WHAT TO WORK ON
Convert the lines of the listing below, from the line containing "Hi annotator — your job today is to find every tan" through the end of the listing, into a JSON list of strings with one string per line and no blank lines.

ENTRIES
--- BEGIN ---

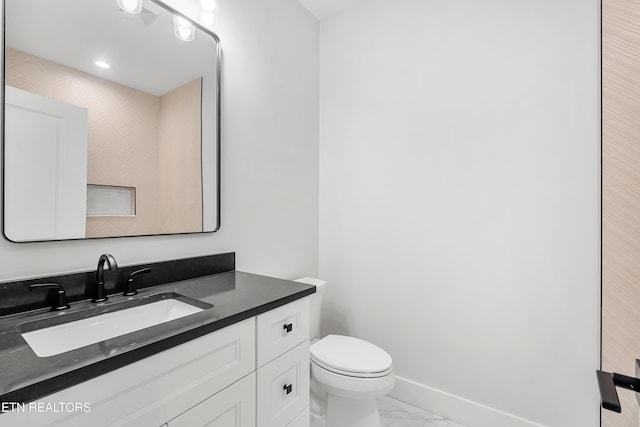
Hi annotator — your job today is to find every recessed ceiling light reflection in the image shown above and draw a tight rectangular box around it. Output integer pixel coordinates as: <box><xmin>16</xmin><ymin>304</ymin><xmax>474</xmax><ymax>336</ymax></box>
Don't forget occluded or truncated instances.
<box><xmin>173</xmin><ymin>15</ymin><xmax>196</xmax><ymax>42</ymax></box>
<box><xmin>198</xmin><ymin>10</ymin><xmax>216</xmax><ymax>27</ymax></box>
<box><xmin>117</xmin><ymin>0</ymin><xmax>142</xmax><ymax>13</ymax></box>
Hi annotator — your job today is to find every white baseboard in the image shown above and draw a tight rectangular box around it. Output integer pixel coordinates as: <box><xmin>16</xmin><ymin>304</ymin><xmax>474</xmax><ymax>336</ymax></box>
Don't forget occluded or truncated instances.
<box><xmin>389</xmin><ymin>377</ymin><xmax>545</xmax><ymax>427</ymax></box>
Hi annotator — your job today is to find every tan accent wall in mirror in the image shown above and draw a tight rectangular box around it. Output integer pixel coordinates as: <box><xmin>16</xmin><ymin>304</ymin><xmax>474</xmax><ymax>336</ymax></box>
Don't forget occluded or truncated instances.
<box><xmin>159</xmin><ymin>79</ymin><xmax>202</xmax><ymax>233</ymax></box>
<box><xmin>6</xmin><ymin>48</ymin><xmax>202</xmax><ymax>237</ymax></box>
<box><xmin>594</xmin><ymin>0</ymin><xmax>640</xmax><ymax>427</ymax></box>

--- END ---

EXERCISE SOLUTION
[
  "Hi annotator — your job today is to find every tan accent wall in mirror in the image shown above and draw a tight rectangular box around it. Output integer pixel coordinates as: <box><xmin>16</xmin><ymin>304</ymin><xmax>474</xmax><ymax>336</ymax></box>",
  "Don't forget occluded or truncated instances.",
  "<box><xmin>159</xmin><ymin>79</ymin><xmax>202</xmax><ymax>233</ymax></box>",
  "<box><xmin>6</xmin><ymin>48</ymin><xmax>202</xmax><ymax>237</ymax></box>",
  "<box><xmin>594</xmin><ymin>0</ymin><xmax>640</xmax><ymax>427</ymax></box>"
]